START LISTED RECORDS

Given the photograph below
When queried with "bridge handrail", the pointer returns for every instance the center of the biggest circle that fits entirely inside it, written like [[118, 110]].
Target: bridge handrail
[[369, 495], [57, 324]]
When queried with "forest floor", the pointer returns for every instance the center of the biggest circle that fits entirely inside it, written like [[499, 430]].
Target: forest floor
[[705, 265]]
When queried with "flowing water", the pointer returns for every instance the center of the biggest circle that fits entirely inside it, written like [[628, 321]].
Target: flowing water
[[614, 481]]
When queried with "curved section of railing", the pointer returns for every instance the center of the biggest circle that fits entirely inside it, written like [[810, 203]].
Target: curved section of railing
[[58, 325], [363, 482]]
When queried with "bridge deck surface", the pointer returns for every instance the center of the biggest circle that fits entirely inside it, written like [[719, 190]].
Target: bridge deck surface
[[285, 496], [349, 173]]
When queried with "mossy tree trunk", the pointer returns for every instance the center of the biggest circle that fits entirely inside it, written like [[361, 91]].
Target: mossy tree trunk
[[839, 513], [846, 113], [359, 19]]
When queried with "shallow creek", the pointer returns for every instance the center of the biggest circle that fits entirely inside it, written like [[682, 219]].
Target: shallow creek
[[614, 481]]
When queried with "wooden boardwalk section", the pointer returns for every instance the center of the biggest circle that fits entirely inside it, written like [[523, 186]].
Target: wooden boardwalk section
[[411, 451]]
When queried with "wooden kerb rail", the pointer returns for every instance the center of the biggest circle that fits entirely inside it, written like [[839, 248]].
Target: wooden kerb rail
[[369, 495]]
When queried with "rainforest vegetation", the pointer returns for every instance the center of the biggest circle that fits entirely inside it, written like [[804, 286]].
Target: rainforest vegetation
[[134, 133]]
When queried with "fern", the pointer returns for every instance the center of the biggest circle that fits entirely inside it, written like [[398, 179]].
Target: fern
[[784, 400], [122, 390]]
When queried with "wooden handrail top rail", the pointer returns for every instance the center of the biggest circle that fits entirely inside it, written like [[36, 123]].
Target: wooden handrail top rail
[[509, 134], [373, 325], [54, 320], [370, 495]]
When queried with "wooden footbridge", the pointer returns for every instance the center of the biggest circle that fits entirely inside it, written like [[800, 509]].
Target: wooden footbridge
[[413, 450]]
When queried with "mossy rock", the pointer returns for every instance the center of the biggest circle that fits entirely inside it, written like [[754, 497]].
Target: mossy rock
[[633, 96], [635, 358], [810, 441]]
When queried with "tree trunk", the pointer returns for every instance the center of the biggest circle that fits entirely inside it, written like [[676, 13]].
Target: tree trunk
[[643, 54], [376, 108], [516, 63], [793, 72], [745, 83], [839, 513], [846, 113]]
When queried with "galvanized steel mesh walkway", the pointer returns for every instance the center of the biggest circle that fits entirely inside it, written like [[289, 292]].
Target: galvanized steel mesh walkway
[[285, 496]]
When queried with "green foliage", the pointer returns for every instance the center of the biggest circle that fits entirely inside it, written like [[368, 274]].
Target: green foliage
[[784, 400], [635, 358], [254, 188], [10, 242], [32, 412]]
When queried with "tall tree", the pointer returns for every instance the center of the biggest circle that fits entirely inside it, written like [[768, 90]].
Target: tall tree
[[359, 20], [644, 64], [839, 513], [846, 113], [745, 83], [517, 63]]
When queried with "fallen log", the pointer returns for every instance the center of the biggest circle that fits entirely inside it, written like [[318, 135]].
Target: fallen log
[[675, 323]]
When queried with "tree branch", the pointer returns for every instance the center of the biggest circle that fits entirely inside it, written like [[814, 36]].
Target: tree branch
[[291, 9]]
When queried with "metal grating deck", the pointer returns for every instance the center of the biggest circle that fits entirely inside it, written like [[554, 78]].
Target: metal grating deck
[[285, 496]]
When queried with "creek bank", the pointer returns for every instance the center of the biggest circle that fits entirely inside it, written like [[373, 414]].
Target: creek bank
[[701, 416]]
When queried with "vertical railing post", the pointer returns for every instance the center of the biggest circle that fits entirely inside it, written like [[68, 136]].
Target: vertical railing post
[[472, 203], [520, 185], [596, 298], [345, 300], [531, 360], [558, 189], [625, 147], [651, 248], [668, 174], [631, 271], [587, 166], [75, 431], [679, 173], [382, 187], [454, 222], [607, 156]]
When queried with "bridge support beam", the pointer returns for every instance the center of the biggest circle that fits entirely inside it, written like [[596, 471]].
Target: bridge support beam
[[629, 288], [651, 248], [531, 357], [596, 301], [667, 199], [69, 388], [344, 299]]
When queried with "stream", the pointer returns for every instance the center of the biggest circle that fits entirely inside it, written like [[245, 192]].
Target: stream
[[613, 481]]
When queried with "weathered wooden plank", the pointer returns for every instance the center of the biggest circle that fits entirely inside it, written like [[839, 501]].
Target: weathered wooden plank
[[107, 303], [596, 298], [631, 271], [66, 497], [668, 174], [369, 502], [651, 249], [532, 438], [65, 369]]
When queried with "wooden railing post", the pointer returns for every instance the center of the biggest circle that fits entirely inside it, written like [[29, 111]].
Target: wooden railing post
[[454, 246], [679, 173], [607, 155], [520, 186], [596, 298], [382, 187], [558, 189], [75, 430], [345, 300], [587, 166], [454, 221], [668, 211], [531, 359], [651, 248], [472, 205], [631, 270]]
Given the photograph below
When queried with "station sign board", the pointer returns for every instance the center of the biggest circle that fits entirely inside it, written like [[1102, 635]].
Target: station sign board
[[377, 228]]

END LISTED RECORDS

- [HOW TO COMPLETE THIS TASK] Both end lines included, restate word for word the lines above from the line with "like [[596, 471]]." to the line with "like [[839, 501]].", and nothing else.

- [TASK OUTPUT]
When queried with "bridge support beam", the pointer returns for every instance the center of the biggest circle that fits entirely inside it, written like [[596, 471]].
Target: bridge support beam
[[629, 288], [651, 248], [531, 357], [596, 301], [667, 199], [69, 388], [344, 299]]
When queried with "stream", the pointer returns for every instance the center of the biggest circle that fits entirely inside it, written like [[245, 192]].
Target: stream
[[613, 481]]
When queried with "weathered wooden plank", the pointer returns for every instance the center of the biggest circle that fits entirely inside it, written like [[839, 501]].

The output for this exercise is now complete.